* BEGIN Data for this task *

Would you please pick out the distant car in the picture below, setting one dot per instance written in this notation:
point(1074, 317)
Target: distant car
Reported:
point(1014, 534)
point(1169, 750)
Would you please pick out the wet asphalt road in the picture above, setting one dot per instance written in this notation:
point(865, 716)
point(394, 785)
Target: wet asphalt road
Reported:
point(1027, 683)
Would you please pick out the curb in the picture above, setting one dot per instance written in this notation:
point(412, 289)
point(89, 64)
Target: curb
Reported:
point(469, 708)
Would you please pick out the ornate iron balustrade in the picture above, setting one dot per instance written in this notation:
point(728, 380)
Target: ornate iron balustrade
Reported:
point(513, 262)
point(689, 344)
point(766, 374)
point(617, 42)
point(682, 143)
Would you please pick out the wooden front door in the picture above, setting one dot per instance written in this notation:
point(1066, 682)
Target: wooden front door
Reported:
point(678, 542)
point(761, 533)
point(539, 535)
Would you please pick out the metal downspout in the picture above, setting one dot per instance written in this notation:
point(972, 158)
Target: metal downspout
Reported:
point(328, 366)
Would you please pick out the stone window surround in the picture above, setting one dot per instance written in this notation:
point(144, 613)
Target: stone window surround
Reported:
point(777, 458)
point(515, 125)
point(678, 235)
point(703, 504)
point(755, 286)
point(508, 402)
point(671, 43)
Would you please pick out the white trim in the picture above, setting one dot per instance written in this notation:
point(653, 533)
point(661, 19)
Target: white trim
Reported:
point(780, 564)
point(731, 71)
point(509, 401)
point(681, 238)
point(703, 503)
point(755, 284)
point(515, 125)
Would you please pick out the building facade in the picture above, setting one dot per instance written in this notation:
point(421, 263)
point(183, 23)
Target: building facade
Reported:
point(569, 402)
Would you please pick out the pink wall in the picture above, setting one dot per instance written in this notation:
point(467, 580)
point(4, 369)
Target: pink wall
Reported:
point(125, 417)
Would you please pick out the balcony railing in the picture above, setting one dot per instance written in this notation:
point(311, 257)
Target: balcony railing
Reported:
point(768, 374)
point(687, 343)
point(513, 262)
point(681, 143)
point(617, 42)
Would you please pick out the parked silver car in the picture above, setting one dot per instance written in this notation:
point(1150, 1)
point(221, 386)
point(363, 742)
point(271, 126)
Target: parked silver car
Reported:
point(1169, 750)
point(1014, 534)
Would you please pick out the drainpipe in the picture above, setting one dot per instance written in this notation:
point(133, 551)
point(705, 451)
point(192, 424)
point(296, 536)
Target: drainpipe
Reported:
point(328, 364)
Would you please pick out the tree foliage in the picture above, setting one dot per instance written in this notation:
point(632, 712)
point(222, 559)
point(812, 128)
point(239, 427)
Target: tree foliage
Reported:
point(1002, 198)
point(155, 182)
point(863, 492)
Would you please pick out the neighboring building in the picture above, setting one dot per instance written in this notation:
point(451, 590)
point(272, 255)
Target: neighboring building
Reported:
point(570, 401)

* END Data for this task *

(Description of the task)
Reproduce the full listing above with every occurrence of "Target" replaced by "Object" and nothing else changed.

(Output for this task)
Would you please pick out the distant car in the picture below, setting one dot per instance written in this notation:
point(1074, 317)
Object: distant car
Reported:
point(1014, 534)
point(1169, 750)
Would you please pick out the wet asphalt road in the picture above, setting one dot per instance written in this notation:
point(865, 716)
point(394, 785)
Object: wet asphalt road
Reported:
point(1027, 683)
Would you please pick out the curb in the picture above, setting one dot per instance written in this notation:
point(412, 289)
point(89, 64)
Object: curb
Reported:
point(469, 708)
Would you please pick out the ornate iron balustrade in the picture above, setting one dot per instance written in this notation:
point(728, 380)
Object: ornate iron balustrade
Reported:
point(513, 262)
point(689, 344)
point(766, 374)
point(617, 42)
point(682, 143)
Would you please pick out the wooden front door in the picture above, setting one dot per instance written in this notation:
point(1066, 682)
Object: wooden front door
Reported:
point(678, 542)
point(761, 533)
point(539, 535)
Would you please pick out the metal downspout in the picture above, setting one dot per instance written in this notation:
point(972, 158)
Object: metal downspout
Reported:
point(328, 366)
Would you please pick out the stone window surround in the picture above, setting one dot per instance written in this notation:
point(144, 613)
Object: stone window surround
Reported:
point(777, 458)
point(515, 125)
point(678, 235)
point(703, 504)
point(755, 286)
point(508, 402)
point(671, 43)
Would you please pick out the white trim in the picture above, setting one dot per instance written in this notation:
point(653, 533)
point(661, 19)
Object: white trim
Reported:
point(780, 564)
point(731, 71)
point(509, 401)
point(681, 238)
point(703, 503)
point(755, 284)
point(515, 125)
Would you please pick out the building facade in the picture above, setting one dot per instance written in this notation:
point(421, 263)
point(183, 23)
Object: building facade
Reported:
point(569, 402)
Would you please pick out the pink wall in the picture above, setting one dot per instance written in this notation:
point(467, 580)
point(4, 369)
Object: pink wall
Reported:
point(125, 417)
Would you please pick out the balcony railing in the picture above, setting one dot per instance written in this notation:
point(311, 257)
Object: balcony railing
Reported:
point(768, 374)
point(687, 343)
point(513, 262)
point(681, 143)
point(617, 42)
Would you please pick out the parked silver car in the picture above, setting one dot per instance written in this notation:
point(1150, 1)
point(221, 386)
point(363, 742)
point(271, 126)
Object: parked silver car
Reported:
point(1169, 750)
point(1014, 534)
Would you please pick out the drainpipe in the picture above, setting one dot per instance written in this notation:
point(133, 551)
point(705, 451)
point(192, 424)
point(296, 536)
Object: drainpipe
Reported:
point(328, 364)
Would you please pick out the tree foliage in the picture above, setting one dot per instance written in this notation:
point(632, 712)
point(222, 559)
point(812, 128)
point(239, 427)
Object: tree foliage
Reported:
point(1002, 198)
point(155, 182)
point(863, 492)
Would you please pick out the neighboring building in the picture above, setting one dot per instance written in this notation:
point(451, 590)
point(272, 255)
Object: neighboring building
Reported:
point(570, 401)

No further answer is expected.